From the text on Bible application, copy word for word the passage that opens with the words containing "What does this verse mean to me?" and closes with "personal Bible study.".

## begin Extracted text

Bible Application: The Most Dangerous Question

In English class, I always hated reading poetry. We would read the simplest poem and somehow there was all kinds of hidden meaning and application we were supposed to extract from it. What the author really meant was anyone’s best guess.

I always told myself that if I ever published a book of poetry, I’d include an appendix explaining the meaning behind each poem. I don’t want anyone coming up with their own conclusions about what I might have meant.

Yet, just like in my English class, this approach is often taken in Bible study. In my time as a Christian I’ve attended many Bible studies and small groups. At some point in the discussion the leader innocently asks the question, “What does the passage mean to you?” I silently cringe as I suffer through the responses. I never know what’s going to come out of people’s mouths. Some answers are good, but others leave me wondering if they know anything about the Bible.

“What does the passage mean to you” is the most dangerous question in all of Bible study. Let’s look at why, and then look at a better way to approach biblical application.

The Danger

What does this verse mean to me?

Does such a question have any place in Bible study? Maybe. Personal application is important, but only after we understand what we’ve read. Yet, this question is often asked in a group setting without caution. The group’s leader rightly wants to know how we individually apply the verse; but, that’s not always the answer given in return. This makes it the wrong and most dangerous question to ask, even in personal Bible study.

Personal application is important, but only after we understand what we’ve read. Click To Tweet

An Example of Bad Application

By way of illustration, let’s take the question to its logical conclusion.

When we ask the question, “What does this verse mean to you?” the answers are endless. It can be biblical or completely off base. But, with the interpretation left in their hands, how can we say they’re wrong?

## end Extracted text
## begin Data lines

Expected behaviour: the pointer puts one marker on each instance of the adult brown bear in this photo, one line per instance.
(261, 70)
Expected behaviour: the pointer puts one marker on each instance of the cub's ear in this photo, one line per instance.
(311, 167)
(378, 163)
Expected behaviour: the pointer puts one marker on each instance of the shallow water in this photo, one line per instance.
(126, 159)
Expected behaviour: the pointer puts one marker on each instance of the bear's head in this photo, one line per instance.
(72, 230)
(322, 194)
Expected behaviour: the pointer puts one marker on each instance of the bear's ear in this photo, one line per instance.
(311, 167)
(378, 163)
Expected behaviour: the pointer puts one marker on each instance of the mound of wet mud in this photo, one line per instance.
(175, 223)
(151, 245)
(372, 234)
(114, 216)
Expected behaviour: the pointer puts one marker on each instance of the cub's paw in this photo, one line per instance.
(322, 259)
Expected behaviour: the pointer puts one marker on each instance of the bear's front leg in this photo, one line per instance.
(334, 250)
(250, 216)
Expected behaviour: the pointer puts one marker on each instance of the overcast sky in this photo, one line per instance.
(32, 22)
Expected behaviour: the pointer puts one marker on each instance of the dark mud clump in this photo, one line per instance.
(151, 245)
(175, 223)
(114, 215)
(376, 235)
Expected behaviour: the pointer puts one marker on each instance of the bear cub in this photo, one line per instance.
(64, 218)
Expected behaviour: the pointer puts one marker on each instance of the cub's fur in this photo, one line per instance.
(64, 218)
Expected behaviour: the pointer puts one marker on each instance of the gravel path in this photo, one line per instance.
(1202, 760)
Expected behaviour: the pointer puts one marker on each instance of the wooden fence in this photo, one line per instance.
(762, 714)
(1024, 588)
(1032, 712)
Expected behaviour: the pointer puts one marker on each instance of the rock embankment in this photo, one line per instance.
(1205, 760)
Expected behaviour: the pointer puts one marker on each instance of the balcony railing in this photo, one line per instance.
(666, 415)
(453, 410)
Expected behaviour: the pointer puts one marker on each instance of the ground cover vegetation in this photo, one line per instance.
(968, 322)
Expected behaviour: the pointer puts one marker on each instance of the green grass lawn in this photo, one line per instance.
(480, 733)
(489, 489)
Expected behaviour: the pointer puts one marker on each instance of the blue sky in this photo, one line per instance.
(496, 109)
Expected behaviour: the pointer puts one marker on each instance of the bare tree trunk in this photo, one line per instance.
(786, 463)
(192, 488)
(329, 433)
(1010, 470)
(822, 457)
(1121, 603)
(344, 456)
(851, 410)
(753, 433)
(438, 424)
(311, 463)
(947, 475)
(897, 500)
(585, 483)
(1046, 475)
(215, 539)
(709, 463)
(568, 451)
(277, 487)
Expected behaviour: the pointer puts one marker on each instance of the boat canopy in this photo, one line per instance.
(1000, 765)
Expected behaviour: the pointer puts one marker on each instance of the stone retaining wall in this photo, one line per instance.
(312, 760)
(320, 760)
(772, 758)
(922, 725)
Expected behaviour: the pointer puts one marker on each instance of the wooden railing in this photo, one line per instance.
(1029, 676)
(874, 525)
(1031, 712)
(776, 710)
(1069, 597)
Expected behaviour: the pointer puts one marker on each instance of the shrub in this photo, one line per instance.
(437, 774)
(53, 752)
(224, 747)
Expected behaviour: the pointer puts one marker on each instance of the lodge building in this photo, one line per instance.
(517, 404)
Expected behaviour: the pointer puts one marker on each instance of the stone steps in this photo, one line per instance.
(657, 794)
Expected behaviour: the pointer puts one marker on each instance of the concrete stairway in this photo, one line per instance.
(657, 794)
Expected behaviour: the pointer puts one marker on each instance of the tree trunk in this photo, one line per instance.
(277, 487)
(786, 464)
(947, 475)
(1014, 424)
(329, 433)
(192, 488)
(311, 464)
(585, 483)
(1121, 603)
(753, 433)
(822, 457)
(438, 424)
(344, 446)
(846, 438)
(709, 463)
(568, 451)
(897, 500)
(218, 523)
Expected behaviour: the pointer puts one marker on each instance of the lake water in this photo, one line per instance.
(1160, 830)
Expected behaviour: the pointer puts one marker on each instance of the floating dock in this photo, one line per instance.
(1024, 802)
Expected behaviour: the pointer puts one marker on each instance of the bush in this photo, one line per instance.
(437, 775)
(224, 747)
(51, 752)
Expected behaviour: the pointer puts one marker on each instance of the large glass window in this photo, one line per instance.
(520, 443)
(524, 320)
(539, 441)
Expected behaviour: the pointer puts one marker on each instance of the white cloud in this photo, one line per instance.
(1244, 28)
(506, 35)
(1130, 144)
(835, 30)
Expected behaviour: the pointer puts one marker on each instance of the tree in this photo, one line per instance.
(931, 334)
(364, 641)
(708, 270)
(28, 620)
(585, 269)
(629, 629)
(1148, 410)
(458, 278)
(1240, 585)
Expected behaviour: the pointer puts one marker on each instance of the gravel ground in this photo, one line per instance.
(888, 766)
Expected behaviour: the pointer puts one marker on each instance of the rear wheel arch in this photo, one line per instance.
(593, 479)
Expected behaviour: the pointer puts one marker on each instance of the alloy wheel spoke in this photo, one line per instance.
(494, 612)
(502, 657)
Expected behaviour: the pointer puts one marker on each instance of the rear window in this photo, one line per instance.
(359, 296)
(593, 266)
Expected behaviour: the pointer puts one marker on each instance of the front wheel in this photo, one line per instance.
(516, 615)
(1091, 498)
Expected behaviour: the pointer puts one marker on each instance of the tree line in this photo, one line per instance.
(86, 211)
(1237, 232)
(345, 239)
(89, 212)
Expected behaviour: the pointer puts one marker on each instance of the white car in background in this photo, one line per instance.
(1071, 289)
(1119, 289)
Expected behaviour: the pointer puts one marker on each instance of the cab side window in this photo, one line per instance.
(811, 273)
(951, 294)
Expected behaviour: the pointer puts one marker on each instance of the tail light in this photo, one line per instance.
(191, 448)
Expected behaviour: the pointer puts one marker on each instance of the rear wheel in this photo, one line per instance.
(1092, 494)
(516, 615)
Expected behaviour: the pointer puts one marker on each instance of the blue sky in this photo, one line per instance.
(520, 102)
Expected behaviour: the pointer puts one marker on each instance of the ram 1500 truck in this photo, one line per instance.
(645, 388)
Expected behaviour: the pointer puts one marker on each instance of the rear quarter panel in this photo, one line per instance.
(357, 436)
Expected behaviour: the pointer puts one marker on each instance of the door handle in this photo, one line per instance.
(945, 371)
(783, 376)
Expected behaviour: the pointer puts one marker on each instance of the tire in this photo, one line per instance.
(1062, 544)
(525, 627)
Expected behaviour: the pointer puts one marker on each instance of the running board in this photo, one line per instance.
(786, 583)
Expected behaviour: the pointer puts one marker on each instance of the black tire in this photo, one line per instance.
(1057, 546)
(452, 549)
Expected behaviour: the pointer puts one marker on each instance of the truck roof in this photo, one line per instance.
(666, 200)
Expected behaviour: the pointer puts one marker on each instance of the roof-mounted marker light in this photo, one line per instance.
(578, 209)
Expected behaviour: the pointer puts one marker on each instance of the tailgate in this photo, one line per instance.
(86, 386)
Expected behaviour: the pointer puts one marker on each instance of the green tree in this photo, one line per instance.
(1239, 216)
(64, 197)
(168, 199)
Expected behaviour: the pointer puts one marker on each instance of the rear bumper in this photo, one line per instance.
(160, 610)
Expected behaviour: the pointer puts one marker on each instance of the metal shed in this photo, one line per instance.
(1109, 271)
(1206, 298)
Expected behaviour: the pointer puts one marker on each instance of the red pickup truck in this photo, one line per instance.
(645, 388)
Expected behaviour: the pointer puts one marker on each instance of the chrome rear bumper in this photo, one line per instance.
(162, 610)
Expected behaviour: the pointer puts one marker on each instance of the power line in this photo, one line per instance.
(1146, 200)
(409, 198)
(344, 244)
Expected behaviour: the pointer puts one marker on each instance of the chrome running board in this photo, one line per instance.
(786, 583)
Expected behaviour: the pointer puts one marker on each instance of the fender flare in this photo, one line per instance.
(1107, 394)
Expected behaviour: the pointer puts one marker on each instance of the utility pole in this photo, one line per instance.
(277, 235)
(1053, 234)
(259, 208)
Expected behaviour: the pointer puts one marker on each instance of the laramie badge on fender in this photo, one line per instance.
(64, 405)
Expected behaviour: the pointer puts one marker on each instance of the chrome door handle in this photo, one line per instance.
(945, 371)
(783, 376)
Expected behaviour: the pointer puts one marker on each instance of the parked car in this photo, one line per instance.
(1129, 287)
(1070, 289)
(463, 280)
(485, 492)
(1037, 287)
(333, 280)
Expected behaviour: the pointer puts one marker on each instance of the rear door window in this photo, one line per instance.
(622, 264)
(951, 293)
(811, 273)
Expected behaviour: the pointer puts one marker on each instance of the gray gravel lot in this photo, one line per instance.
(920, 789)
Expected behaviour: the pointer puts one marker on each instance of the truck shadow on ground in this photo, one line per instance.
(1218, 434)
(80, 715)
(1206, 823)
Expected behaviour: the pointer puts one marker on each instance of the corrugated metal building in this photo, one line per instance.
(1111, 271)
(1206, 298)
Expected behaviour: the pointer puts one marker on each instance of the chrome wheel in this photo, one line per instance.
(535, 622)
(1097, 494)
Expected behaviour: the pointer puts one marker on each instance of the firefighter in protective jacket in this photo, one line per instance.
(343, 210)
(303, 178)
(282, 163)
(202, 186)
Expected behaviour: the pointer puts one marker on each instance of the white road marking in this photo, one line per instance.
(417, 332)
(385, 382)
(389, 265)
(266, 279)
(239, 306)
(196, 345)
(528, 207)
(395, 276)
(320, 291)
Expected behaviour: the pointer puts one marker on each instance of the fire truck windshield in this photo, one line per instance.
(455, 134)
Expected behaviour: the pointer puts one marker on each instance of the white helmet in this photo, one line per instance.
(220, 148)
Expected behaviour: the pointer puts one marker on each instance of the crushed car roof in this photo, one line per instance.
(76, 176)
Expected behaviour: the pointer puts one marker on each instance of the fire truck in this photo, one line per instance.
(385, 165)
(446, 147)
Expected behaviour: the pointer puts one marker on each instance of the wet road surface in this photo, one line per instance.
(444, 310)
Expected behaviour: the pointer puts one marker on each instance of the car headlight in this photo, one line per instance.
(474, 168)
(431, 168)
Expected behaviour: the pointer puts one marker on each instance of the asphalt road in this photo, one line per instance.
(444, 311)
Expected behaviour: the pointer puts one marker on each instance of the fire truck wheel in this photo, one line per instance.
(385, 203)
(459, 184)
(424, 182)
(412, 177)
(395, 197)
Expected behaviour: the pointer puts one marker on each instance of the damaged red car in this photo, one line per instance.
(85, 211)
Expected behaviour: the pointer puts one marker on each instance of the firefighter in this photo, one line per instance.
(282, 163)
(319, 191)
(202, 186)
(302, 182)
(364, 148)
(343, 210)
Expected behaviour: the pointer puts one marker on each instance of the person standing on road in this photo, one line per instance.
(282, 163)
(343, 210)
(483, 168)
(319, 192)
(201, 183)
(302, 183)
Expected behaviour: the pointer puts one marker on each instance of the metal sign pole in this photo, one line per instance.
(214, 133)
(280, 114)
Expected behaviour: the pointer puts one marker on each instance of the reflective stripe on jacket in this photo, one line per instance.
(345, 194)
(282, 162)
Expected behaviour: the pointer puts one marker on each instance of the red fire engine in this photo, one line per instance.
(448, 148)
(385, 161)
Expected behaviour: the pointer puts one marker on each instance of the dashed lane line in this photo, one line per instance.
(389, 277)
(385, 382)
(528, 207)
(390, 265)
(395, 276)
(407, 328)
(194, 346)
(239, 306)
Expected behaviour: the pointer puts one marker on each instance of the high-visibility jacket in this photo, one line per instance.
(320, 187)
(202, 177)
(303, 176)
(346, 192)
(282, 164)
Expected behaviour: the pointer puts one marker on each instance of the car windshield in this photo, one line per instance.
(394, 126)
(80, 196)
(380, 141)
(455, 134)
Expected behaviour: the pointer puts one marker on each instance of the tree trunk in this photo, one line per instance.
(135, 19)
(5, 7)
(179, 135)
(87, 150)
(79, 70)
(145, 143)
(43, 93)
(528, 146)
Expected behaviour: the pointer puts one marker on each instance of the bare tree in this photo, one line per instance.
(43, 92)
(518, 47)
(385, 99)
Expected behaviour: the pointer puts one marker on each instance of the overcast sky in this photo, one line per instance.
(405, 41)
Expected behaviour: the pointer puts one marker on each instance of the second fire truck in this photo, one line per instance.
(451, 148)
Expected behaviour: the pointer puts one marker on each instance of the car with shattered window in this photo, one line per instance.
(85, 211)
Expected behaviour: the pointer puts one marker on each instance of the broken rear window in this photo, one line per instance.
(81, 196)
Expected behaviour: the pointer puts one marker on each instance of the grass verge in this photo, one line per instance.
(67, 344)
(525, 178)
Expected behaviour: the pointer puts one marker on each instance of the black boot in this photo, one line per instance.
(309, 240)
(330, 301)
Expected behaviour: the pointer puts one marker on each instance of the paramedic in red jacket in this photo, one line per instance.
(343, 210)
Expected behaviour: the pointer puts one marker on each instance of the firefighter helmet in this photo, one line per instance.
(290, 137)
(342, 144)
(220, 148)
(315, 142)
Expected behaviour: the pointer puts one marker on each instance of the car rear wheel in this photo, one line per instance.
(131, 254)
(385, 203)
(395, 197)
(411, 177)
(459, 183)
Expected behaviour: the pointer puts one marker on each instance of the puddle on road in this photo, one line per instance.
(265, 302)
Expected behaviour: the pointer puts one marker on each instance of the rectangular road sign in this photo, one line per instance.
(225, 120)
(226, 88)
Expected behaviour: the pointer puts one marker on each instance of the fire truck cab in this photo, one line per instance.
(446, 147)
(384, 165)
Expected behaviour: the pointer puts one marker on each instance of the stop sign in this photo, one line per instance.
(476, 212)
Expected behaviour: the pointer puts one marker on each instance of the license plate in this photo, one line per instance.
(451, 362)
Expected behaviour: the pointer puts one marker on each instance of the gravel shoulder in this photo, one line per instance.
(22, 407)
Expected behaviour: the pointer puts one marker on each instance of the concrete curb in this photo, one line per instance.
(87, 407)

## end Data lines

Output below
What does this verse mean to me?

Does such a question have any place in Bible study? Maybe. Personal application is important, but only after we understand what we’ve read. Yet, this question is often asked in a group setting without caution. The group’s leader rightly wants to know how we individually apply the verse; but, that’s not always the answer given in return. This makes it the wrong and most dangerous question to ask, even in personal Bible study.